▸ Texte extrait:
Vers la fin de l’indifférence et de la déshumanisation des consciences ?

Il est souvent dit qu’on peut tout faire dire aux chiffres ; qu’avec de l’imagination et du cynisme, il est facile de prétendre tout et son contraire. Il y a pourtant des chiffres qui permettent de ne rien dire, de tout cacher. Et ce, même sans avoir recours au silence que peuvent leur accorder les médias. Tel est le cas, par exemple, de la crise actuelle que subissent les migrantEs aux portes de l’Europe. Ni les 3 000 mortEs en Méditerranée depuis le début de l’année, ni les 30 000 depuis 2000 ne peuvent rendre compte du fait que ce sont des vies humaines qui sont sacrifiées, sans raison, sur l’autel d’un système économique mondial en crise.

Ces chiffres, transformés en simples statistiques largement ignorées, permettent de faire oublier qu’il s’agit d’êtres humains qui sont concernés et de ne pas tenir compte des autres morts (avant et après le passage en mer) ni des destins brisés par des politiques criminelles. L’indifférence qui en découle a, de plus, été accompagnée par une peur irrationnelle, tout aussi fabriquée.

Depuis de nombreuses années, les pouvoirs en place ont recours au racisme et à toutes ses variantes (xénophobie, islamophobie…) afin de briser tout potentiel mouvement de résistance à la crise capitaliste et à la pauvreté que celle-ci génère. Alors que l’Europe, tout comme le reste du monde, est confrontée à une grave crise, les problématiques sociales (telles que le chômage et la répartition des richesses) brillent par leur absence dans les débats publiques. A la place, les thématiques se « droitisent » avec des mises en scène liant immigration et chômage, immigration et insécurité. Les percées électorales de l’extrême droite et la faiblesse des mouvements sociaux en sont les premières conséquences.

▸ Lignes de données:
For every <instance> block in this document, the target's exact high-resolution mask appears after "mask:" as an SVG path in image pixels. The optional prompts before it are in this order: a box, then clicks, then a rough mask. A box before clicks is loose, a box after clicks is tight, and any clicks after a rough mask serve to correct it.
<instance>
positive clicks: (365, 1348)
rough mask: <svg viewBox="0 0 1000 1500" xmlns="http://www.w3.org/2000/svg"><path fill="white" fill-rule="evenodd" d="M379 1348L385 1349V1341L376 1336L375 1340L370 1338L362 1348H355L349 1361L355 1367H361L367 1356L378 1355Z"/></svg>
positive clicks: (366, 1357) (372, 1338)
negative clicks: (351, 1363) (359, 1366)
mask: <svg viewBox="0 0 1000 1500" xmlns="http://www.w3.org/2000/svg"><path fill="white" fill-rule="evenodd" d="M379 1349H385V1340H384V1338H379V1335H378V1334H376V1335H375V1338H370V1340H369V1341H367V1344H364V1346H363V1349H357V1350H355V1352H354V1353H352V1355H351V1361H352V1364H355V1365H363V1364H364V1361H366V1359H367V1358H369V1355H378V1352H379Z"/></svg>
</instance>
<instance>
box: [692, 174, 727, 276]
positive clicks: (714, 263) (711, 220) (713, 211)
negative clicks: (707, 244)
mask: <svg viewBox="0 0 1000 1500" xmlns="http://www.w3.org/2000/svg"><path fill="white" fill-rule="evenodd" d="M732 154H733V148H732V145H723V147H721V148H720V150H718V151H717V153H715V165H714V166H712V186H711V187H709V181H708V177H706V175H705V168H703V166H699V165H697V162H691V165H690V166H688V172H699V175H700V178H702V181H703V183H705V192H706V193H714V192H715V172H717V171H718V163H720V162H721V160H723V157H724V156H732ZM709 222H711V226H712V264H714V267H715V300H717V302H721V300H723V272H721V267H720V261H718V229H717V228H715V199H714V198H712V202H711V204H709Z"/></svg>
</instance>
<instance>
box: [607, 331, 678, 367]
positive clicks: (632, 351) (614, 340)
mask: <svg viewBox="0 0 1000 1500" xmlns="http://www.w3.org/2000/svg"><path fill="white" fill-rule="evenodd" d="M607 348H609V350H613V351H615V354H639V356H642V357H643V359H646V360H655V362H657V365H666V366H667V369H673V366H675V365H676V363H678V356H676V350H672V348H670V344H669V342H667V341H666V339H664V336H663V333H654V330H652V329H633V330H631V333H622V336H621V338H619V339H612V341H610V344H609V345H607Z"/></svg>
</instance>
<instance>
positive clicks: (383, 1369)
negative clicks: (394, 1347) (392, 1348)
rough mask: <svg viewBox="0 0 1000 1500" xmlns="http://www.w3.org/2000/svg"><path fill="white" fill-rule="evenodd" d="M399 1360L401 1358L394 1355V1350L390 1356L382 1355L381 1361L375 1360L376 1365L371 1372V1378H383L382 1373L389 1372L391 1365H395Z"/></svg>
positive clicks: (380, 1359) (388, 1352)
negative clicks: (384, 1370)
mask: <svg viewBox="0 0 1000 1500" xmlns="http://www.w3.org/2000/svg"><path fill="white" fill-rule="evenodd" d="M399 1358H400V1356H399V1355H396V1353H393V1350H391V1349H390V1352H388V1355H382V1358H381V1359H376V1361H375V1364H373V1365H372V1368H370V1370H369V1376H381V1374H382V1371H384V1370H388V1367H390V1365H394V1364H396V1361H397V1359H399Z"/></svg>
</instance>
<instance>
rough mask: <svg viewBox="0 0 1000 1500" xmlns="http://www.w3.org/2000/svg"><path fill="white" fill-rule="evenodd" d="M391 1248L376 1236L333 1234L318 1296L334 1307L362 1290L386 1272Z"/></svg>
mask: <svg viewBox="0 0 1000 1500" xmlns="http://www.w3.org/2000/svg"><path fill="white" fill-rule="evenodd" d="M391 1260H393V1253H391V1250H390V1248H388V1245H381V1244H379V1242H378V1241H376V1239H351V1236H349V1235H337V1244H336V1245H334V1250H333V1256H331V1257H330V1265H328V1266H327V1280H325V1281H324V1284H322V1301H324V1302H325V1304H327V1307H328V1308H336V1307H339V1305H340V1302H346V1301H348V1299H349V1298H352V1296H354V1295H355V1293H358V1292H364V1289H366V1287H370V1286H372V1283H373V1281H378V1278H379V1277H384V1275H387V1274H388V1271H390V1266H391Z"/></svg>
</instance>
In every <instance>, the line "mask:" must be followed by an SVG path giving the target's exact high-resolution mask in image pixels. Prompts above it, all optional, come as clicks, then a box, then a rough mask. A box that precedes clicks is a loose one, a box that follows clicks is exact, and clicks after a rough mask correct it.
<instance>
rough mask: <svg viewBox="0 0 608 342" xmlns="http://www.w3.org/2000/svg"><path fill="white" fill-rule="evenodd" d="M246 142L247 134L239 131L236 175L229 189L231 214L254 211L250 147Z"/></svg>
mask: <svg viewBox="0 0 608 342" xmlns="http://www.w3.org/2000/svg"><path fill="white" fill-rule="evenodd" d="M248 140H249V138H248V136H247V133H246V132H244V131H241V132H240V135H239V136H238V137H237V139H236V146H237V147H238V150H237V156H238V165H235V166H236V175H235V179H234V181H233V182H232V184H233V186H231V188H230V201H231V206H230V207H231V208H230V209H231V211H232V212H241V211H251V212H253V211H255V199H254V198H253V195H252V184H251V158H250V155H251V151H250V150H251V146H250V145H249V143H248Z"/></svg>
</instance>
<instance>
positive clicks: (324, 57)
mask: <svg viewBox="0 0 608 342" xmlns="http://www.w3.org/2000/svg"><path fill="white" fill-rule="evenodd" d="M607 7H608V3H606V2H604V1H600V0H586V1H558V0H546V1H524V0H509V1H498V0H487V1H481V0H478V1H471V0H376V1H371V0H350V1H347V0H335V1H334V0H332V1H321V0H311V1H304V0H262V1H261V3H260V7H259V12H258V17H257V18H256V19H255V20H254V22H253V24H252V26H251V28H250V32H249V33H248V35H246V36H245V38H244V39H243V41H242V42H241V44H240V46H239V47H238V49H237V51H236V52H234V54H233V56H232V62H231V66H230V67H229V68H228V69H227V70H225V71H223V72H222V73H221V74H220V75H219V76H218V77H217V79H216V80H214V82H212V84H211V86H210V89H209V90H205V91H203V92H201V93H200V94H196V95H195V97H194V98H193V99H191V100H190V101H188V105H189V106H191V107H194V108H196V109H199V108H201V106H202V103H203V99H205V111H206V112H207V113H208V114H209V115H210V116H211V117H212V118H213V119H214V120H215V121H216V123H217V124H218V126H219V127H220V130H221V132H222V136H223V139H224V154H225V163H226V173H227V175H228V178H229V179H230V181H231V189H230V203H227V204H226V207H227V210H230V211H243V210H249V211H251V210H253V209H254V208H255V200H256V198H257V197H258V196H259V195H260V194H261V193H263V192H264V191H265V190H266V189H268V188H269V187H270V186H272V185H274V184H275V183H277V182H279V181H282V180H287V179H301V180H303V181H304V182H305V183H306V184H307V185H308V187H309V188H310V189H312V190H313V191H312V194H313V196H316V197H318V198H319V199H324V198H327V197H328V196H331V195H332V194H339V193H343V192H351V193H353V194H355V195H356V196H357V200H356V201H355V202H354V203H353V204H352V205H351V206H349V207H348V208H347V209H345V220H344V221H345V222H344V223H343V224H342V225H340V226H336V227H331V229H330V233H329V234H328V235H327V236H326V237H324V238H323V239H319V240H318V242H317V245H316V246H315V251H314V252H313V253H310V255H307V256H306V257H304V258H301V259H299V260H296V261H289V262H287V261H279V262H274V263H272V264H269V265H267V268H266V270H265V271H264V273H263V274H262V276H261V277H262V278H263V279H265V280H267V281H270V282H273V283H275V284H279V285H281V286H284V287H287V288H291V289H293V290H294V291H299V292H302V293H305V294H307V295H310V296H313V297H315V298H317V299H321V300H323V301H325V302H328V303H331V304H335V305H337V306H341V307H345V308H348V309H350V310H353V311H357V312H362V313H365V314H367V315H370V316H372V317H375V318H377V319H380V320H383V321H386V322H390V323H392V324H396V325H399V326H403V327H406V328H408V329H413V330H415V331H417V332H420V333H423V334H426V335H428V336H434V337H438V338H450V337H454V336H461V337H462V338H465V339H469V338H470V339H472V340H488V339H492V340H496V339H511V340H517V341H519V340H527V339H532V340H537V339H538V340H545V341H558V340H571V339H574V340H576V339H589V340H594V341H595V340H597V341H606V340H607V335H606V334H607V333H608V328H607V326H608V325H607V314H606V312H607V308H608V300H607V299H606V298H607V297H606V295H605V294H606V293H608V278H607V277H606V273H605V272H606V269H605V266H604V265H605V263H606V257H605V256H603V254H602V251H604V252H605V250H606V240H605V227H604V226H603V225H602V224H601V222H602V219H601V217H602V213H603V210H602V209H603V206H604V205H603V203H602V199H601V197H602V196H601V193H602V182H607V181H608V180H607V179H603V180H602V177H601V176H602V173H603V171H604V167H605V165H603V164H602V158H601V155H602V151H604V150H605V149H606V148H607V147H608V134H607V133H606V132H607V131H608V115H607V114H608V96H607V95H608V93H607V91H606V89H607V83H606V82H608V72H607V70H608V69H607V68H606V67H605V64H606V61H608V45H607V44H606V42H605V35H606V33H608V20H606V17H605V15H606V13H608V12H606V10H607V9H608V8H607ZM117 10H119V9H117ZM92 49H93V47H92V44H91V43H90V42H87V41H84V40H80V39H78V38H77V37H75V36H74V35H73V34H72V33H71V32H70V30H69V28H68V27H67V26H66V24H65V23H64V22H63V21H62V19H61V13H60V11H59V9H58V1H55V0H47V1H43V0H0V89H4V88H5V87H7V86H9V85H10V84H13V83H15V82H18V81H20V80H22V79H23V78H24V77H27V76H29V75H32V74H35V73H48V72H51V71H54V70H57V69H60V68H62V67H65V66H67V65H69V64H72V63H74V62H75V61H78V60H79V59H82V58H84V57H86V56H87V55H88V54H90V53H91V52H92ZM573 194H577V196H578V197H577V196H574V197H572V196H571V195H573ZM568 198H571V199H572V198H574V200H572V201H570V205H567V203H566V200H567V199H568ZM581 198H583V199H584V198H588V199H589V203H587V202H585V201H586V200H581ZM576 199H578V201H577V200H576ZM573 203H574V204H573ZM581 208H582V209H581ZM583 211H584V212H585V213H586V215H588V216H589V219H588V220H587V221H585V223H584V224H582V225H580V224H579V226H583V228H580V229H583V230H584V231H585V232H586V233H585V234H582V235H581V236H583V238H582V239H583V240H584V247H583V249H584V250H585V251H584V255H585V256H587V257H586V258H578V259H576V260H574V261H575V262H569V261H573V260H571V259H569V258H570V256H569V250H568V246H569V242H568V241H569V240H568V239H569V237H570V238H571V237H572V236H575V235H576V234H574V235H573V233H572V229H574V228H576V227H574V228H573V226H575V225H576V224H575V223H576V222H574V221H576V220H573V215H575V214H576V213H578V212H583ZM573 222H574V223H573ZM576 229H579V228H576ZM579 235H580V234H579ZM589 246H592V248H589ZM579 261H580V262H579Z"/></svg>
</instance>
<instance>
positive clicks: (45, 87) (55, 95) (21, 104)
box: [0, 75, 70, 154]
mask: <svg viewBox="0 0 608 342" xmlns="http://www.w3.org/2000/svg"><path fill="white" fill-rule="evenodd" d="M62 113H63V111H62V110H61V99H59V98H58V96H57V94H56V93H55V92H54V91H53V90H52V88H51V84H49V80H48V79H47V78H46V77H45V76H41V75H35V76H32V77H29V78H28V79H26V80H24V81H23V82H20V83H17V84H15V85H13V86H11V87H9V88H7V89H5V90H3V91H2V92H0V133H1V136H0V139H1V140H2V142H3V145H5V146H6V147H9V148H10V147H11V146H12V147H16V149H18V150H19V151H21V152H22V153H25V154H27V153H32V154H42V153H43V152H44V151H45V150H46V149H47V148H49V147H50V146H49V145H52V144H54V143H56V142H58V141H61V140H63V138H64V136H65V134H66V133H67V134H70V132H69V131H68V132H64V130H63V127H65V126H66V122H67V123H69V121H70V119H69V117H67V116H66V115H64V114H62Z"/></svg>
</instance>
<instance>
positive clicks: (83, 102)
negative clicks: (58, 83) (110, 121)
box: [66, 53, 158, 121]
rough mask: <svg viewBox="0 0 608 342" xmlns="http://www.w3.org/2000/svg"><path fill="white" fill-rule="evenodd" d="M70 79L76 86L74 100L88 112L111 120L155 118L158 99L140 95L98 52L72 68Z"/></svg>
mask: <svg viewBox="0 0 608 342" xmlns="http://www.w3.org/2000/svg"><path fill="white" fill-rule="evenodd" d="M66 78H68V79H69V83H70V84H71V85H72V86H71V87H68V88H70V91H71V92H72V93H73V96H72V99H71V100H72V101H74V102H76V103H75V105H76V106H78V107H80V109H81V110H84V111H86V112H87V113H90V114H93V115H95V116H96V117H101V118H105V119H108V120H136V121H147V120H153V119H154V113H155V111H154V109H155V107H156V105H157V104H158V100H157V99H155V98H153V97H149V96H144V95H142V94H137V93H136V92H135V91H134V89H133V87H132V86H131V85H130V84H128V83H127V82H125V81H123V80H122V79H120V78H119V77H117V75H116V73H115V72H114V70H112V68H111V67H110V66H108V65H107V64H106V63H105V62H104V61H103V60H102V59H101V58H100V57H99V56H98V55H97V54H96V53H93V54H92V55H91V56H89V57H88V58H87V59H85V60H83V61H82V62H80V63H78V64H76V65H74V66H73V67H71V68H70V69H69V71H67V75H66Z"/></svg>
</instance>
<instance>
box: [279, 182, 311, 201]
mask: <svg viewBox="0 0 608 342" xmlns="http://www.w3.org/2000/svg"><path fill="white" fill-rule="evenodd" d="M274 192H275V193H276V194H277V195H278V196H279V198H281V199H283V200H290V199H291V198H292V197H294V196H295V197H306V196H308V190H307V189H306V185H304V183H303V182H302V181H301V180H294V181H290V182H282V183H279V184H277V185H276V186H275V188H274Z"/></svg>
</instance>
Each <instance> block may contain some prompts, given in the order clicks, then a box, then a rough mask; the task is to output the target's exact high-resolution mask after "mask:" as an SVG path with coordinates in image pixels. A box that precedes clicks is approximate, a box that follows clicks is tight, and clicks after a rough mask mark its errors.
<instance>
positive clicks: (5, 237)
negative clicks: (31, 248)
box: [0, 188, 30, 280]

▸ Consignes:
[1] Répondez à ces questions à partir du texte extrait.
(a) Combien de mortEs en Méditerranée depuis 2000 le texte mentionne-t-il ?
(b) Quelles variantes du racisme sont citées entre parenthèses ?
(c) Quelles problématiques sociales sont données en exemple comme absentes des débats publics ?
[2] Reproduisez le passage du texte extrait qui s'ouvre sur les mots « Il est souvent » et se ferme sur « mondial en crise. ».

▸ Réponses:
[1]
(a) 30 000 mortEs.
(b) La xénophobie et l'islamophobie.
(c) Le chômage et la répartition des richesses.

[2]
Il est souvent dit qu’on peut tout faire dire aux chiffres ; qu’avec de l’imagination et du cynisme, il est facile de prétendre tout et son contraire. Il y a pourtant des chiffres qui permettent de ne rien dire, de tout cacher. Et ce, même sans avoir recours au silence que peuvent leur accorder les médias. Tel est le cas, par exemple, de la crise actuelle que subissent les migrantEs aux portes de l’Europe. Ni les 3 000 mortEs en Méditerranée depuis le début de l’année, ni les 30 000 depuis 2000 ne peuvent rendre compte du fait que ce sont des vies humaines qui sont sacrifiées, sans raison, sur l’autel d’un système économique mondial en crise.